Aim of the task: Pull out each line of the data below that contains the string "broad". Matching is case-sensitive.

Rows:
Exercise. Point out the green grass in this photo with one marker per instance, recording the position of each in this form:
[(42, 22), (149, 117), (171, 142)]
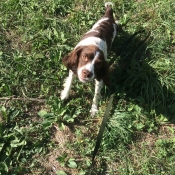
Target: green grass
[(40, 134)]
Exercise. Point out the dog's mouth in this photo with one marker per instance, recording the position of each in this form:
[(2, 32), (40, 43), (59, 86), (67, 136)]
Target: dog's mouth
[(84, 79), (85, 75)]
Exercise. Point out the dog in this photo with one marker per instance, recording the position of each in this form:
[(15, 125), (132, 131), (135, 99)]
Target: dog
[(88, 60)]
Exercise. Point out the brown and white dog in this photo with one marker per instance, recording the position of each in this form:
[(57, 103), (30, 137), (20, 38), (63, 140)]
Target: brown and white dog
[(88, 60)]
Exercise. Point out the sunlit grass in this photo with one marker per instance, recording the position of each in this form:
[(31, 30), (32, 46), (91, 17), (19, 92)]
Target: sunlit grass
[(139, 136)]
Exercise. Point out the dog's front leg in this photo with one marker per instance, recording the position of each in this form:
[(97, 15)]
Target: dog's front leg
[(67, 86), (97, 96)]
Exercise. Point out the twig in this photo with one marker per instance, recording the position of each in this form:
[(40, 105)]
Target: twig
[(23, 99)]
--
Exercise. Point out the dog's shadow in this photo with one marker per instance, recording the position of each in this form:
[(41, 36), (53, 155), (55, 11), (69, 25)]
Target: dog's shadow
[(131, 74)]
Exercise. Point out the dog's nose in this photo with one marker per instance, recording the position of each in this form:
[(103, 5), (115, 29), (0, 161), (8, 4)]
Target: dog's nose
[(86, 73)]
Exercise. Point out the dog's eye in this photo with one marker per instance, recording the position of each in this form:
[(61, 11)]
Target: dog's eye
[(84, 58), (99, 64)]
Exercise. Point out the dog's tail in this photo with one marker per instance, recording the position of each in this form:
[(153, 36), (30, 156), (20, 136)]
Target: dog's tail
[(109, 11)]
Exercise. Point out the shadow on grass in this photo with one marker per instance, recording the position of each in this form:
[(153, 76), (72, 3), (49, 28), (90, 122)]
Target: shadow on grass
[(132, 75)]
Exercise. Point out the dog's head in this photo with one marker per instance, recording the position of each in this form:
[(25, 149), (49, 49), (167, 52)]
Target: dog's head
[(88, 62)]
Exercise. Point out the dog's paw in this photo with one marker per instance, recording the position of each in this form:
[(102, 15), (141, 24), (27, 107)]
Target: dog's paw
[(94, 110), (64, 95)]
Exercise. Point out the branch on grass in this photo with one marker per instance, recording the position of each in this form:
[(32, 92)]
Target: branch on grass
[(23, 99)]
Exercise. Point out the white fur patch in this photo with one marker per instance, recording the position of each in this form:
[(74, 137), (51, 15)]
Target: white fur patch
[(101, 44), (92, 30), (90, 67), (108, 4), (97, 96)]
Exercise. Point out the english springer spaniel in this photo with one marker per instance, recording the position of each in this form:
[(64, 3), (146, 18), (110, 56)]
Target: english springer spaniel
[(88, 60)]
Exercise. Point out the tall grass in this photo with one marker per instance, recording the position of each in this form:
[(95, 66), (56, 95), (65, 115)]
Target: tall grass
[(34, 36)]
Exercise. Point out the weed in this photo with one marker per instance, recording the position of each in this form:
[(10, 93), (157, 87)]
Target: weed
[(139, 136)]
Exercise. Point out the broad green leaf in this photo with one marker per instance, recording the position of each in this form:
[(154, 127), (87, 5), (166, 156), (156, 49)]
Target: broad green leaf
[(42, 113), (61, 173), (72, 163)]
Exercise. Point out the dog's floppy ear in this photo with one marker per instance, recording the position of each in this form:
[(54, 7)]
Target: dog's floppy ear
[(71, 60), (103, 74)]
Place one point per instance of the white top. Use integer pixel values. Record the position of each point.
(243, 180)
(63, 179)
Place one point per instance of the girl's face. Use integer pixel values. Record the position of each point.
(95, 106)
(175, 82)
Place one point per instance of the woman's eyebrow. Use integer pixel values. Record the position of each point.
---
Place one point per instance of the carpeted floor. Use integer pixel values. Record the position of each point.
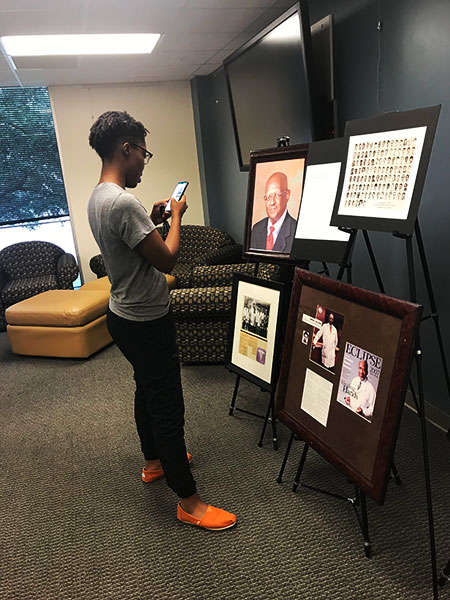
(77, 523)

Exercise output:
Exercise. Point out the broad green leaf in this photo with one marker per instance, recording the position of each in this form:
Target: broad green leaf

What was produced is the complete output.